One relatively simple solution to this is to do this entirely in a data step. Assuming you can connect via libname (which if you can connect via connect to you probably can), let's say the libname is mydb. Using a similar construction to Max Power's for the first portion:
proc sql noprint;
select city_varname
into :citylist separated by ' '
from myCities;
select cats('%when(var=',city_varname,')')
into :whenlist separated by ' '
from myCities;
quit;
%macro when(var=);
when "&var." output &var.;
%mend when;
data &citylist.;
set mydb.mainTable;
select(city);
&whenlist.;
otherwise;
end;
run;
If you're using most of the data in mainTable, this probably wouldn't be much slower than doing it database-side, as you're moving all of the data anyway - and likely it would be faster since you only hit the database once.
Even better would be to pull this to one table (like Max shows), but this is a reasonable method if you do need to create multiple tables.
You need to put your proc sql code into a SAS Macro.
Create a macro-variable for City (in my example I called the macro-variable "City").
Execute the macro from a datastep program. Since the Datastep program processes one for each observation, there is no need to create complex logic to iterate.

__LISTED RECORDS__
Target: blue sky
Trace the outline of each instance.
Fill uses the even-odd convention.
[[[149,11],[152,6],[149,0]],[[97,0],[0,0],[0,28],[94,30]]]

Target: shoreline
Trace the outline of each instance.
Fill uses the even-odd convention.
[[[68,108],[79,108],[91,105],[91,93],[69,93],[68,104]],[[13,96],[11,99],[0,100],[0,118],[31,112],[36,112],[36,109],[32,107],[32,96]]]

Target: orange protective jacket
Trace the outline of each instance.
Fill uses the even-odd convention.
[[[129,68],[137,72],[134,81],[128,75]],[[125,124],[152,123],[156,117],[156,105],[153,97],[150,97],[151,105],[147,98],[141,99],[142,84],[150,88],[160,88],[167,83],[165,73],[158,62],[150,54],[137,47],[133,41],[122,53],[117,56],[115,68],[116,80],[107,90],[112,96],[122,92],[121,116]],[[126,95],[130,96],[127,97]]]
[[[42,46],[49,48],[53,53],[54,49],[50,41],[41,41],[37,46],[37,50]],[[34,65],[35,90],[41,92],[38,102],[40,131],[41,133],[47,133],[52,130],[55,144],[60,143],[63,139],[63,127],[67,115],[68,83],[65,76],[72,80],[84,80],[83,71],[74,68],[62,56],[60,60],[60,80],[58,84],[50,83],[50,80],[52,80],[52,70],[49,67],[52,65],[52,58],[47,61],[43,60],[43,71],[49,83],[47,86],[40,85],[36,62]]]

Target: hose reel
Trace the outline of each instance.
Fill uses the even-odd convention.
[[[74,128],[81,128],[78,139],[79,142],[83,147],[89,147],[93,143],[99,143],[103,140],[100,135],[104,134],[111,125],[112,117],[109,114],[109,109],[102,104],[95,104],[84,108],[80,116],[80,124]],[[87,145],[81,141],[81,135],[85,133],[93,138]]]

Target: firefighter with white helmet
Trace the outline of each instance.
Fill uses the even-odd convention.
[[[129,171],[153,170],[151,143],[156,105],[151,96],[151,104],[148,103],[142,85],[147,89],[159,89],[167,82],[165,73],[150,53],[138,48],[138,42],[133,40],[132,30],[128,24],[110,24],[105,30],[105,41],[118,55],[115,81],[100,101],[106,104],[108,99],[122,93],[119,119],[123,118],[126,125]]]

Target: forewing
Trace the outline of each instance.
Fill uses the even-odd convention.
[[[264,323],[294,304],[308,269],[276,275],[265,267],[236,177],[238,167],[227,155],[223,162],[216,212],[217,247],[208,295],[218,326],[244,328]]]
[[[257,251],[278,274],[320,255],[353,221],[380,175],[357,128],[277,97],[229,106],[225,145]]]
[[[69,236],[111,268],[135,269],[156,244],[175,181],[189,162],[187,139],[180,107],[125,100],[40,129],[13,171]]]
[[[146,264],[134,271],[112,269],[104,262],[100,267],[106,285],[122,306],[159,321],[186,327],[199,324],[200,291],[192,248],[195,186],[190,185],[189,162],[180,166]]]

__JOB 1__
Answer briefly from the passage on splitting a SAS table by city:
(a) What libname does the data-step approach assume?
(b) Which table does the data step read with its set statement?
(c) What name is given to the macro variable in the example in the last approach?
__JOB 2__
Duplicate the rows exactly. Begin at the first row and stop after the row that contains "[[[149,11],[152,6],[149,0]],[[97,0],[0,0],[0,28],[94,30]]]".

__EXERCISE RESPONSE 1__
(a) mydb
(b) mydb.mainTable
(c) City

__EXERCISE RESPONSE 2__
Target: blue sky
Trace the outline of each instance.
Fill uses the even-odd convention.
[[[149,11],[152,6],[149,0]],[[97,0],[0,0],[0,28],[94,30]]]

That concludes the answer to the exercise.